## WHAT IS NEEDED:
Using the entries below, quote exactly the span of lines that begins with the line containing "[tag] cobblestone pavement: a" and ends with the final line.

## EXTRACTED MATERIAL:
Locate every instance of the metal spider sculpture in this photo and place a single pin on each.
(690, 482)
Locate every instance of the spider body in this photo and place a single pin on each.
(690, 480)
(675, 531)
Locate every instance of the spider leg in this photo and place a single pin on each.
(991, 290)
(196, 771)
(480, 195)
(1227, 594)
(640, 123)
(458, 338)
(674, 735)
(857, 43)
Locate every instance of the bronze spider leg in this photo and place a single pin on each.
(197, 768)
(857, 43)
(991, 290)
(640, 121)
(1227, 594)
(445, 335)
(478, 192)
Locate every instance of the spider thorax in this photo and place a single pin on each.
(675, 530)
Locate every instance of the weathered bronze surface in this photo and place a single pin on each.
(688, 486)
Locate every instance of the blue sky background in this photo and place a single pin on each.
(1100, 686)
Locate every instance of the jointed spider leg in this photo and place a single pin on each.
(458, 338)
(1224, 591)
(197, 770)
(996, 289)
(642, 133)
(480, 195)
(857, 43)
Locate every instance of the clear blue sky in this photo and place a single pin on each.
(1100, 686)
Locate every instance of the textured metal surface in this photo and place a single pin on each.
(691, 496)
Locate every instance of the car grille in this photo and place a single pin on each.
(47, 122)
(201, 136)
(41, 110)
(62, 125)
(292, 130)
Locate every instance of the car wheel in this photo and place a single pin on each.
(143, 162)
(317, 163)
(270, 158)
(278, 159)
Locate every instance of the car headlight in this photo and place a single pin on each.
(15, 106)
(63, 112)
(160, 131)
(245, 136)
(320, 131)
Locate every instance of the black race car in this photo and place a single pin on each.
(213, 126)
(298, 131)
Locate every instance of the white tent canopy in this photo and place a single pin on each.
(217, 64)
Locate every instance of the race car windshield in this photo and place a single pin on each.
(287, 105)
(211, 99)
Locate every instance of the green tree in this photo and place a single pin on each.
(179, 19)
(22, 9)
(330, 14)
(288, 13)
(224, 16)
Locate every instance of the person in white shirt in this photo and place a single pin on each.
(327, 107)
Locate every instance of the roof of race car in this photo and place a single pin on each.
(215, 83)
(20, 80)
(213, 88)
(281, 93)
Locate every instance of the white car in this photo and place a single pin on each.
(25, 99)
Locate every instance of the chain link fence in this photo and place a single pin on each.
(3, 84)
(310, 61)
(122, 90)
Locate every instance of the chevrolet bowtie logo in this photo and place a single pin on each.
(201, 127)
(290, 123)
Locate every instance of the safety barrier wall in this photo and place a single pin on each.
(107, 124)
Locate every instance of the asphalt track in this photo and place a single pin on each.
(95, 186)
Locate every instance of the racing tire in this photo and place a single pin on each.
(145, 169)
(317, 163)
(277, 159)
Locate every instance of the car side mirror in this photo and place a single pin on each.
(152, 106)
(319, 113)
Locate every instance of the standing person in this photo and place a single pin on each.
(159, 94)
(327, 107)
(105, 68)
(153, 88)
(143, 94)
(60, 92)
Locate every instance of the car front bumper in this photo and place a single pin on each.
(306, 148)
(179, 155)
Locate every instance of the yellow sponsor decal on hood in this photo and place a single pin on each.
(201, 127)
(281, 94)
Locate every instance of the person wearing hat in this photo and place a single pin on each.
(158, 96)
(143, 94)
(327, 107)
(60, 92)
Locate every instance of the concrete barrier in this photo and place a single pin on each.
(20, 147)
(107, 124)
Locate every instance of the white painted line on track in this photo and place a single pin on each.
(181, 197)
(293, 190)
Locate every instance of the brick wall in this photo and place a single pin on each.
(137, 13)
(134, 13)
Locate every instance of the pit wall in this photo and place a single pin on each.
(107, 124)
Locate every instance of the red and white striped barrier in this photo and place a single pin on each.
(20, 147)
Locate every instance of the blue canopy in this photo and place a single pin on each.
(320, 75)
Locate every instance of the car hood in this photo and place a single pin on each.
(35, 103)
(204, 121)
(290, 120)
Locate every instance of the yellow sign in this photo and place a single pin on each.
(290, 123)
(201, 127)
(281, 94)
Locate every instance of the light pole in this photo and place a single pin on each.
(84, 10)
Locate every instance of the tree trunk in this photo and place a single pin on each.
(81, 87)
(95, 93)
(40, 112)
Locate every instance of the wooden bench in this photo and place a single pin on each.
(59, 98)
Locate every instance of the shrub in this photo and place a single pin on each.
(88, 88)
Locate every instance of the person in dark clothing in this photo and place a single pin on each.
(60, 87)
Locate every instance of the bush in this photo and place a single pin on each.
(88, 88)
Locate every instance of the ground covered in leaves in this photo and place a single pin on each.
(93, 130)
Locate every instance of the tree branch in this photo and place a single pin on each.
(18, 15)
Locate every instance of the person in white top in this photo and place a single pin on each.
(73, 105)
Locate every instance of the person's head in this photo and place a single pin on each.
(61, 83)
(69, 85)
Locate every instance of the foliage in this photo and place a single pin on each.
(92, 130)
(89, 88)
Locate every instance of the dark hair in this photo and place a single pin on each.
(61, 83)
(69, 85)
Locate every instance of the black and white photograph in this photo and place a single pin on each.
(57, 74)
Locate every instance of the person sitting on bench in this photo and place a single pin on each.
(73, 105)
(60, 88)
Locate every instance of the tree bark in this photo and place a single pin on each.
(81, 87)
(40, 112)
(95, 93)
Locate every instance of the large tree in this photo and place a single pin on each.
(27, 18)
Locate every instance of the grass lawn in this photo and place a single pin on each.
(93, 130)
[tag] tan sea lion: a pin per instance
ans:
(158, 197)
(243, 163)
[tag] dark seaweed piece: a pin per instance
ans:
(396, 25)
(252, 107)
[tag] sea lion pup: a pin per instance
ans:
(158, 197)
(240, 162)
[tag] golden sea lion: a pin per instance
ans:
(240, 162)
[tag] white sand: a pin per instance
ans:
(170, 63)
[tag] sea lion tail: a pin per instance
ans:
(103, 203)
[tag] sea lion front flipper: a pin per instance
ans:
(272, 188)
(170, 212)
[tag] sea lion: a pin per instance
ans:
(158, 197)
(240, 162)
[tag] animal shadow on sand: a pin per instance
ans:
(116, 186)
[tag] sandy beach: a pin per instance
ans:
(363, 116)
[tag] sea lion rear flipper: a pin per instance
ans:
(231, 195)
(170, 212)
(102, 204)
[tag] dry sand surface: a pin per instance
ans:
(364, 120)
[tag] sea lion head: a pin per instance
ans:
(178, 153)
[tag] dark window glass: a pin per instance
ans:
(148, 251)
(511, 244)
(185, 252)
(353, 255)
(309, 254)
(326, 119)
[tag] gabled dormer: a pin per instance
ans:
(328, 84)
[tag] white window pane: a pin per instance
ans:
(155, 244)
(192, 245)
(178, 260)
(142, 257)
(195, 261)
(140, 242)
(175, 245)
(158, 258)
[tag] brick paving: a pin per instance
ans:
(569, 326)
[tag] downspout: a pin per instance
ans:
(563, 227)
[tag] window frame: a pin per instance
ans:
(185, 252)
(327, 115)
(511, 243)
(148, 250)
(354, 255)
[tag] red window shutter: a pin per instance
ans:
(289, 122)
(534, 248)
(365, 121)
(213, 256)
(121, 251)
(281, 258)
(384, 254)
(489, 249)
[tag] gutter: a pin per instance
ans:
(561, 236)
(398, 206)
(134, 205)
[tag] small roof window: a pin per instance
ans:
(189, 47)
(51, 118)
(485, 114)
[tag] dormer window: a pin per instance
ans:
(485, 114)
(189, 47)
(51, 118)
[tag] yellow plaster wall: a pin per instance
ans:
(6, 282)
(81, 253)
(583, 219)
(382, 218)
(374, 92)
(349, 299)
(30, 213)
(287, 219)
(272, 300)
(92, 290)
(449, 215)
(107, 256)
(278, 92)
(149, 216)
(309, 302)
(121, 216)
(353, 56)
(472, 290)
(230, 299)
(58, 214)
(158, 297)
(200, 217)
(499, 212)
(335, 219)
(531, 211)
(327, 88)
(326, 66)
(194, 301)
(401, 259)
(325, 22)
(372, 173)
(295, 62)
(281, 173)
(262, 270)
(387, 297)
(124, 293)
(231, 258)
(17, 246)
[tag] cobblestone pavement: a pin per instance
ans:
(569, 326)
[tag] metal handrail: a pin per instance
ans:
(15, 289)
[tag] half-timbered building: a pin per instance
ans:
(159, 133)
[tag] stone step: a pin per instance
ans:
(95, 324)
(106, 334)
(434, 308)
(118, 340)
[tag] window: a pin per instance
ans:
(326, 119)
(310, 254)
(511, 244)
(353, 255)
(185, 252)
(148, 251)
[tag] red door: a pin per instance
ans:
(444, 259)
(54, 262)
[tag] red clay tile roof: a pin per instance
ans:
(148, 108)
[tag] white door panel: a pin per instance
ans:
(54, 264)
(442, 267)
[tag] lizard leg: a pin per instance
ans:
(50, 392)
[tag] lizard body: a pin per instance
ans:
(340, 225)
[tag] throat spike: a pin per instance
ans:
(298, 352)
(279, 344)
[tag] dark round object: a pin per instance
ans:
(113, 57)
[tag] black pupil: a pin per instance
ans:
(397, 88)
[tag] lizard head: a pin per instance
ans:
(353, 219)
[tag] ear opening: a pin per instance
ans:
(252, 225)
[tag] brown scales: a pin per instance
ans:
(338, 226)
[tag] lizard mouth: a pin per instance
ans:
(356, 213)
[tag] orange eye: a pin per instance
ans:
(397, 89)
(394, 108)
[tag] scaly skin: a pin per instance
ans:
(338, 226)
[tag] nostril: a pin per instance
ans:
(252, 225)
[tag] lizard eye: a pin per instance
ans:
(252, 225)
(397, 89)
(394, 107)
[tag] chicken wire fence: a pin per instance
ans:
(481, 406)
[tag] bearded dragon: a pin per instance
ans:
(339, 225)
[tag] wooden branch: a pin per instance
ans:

## EXERCISE ANSWER:
[tag] cobblestone pavement: a pin per instance
ans:
(569, 326)
[tag] metal handrail: a pin per instance
ans:
(15, 289)
[tag] half-timbered building: a pin per instance
ans:
(159, 133)
[tag] stone step: a pin per instance
ans:
(95, 324)
(106, 334)
(434, 308)
(118, 340)
[tag] window: a pin per instance
ans:
(326, 119)
(310, 254)
(511, 244)
(353, 255)
(185, 252)
(148, 251)
[tag] red door: a pin per instance
ans:
(444, 259)
(54, 262)
[tag] red clay tile roof: a pin per instance
ans:
(148, 108)
[tag] white door panel: a pin per instance
ans:
(54, 264)
(442, 267)
[tag] lizard leg: a pin per instance
ans:
(50, 392)
[tag] lizard body: a pin per instance
ans:
(340, 225)
[tag] throat spike: a pin per instance
ans:
(298, 352)
(279, 344)
[tag] dark round object: a pin per instance
ans:
(113, 57)
[tag] black pupil: a pin per instance
ans:
(397, 88)
[tag] lizard head: a pin per instance
ans:
(353, 219)
[tag] ear opening: a pin per instance
ans:
(252, 225)
[tag] brown scales: a pin per instance
ans:
(338, 226)
[tag] lizard mouth: a pin per instance
ans:
(356, 213)
[tag] orange eye: a pin per instance
ans:
(397, 89)
(394, 108)
[tag] scaly skin: a pin per instance
ans:
(338, 226)
[tag] nostril: a pin per instance
ans:
(252, 225)
[tag] lizard eye: a pin per instance
ans:
(252, 225)
(397, 89)
(394, 107)
[tag] chicken wire fence: a pin per instance
ans:
(481, 406)
[tag] bearded dragon: a pin per instance
ans:
(339, 225)
[tag] wooden branch: a pin per instance
ans:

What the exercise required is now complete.